Stated task: Copy out the records below word for word, beginning with the line that contains "stainless steel range" and ending with the last line of the records, both included.

Material to process:
□ □ □ □ □

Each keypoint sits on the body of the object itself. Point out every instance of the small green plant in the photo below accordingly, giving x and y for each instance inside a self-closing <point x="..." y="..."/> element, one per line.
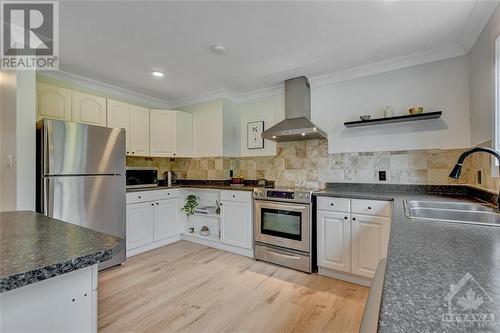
<point x="190" y="205"/>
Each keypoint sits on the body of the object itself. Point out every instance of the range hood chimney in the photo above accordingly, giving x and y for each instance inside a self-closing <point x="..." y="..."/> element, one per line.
<point x="297" y="124"/>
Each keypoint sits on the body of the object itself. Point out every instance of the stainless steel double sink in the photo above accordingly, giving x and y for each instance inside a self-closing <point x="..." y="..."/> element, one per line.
<point x="448" y="211"/>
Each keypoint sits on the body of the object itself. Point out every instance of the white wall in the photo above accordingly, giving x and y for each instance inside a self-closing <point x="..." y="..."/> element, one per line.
<point x="231" y="128"/>
<point x="269" y="109"/>
<point x="207" y="128"/>
<point x="26" y="140"/>
<point x="8" y="187"/>
<point x="17" y="139"/>
<point x="441" y="85"/>
<point x="482" y="81"/>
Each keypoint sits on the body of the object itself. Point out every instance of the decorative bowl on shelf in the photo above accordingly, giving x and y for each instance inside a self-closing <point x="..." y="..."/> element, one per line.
<point x="416" y="110"/>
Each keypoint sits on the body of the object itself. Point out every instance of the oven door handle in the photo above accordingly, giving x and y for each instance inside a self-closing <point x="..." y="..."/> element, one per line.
<point x="288" y="256"/>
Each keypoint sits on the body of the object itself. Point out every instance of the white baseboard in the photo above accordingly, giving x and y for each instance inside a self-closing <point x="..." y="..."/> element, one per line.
<point x="361" y="280"/>
<point x="153" y="245"/>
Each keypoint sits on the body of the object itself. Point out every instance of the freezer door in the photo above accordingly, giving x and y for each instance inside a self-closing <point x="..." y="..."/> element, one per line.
<point x="72" y="149"/>
<point x="94" y="202"/>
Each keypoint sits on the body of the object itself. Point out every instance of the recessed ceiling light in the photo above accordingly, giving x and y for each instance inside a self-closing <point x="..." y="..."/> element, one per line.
<point x="219" y="49"/>
<point x="157" y="74"/>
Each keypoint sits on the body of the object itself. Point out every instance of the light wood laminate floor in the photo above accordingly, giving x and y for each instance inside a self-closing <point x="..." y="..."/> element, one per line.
<point x="186" y="287"/>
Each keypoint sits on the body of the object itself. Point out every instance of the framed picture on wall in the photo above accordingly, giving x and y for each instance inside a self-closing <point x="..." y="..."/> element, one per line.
<point x="254" y="135"/>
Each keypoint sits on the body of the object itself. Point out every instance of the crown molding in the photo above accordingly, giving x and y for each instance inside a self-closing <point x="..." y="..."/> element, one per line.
<point x="446" y="52"/>
<point x="481" y="13"/>
<point x="106" y="89"/>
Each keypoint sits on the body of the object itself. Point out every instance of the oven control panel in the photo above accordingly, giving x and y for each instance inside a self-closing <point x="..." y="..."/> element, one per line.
<point x="282" y="195"/>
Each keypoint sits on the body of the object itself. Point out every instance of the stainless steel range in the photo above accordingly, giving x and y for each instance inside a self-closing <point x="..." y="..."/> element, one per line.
<point x="284" y="227"/>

□ □ □ □ □

Result of this exercise:
Each keypoint sits on the body of the object itself. Point out every instance of the stainless steel range in the photo above accordingly, giving x and y for each instance inside a self-closing <point x="..." y="..."/> element, one per line.
<point x="284" y="227"/>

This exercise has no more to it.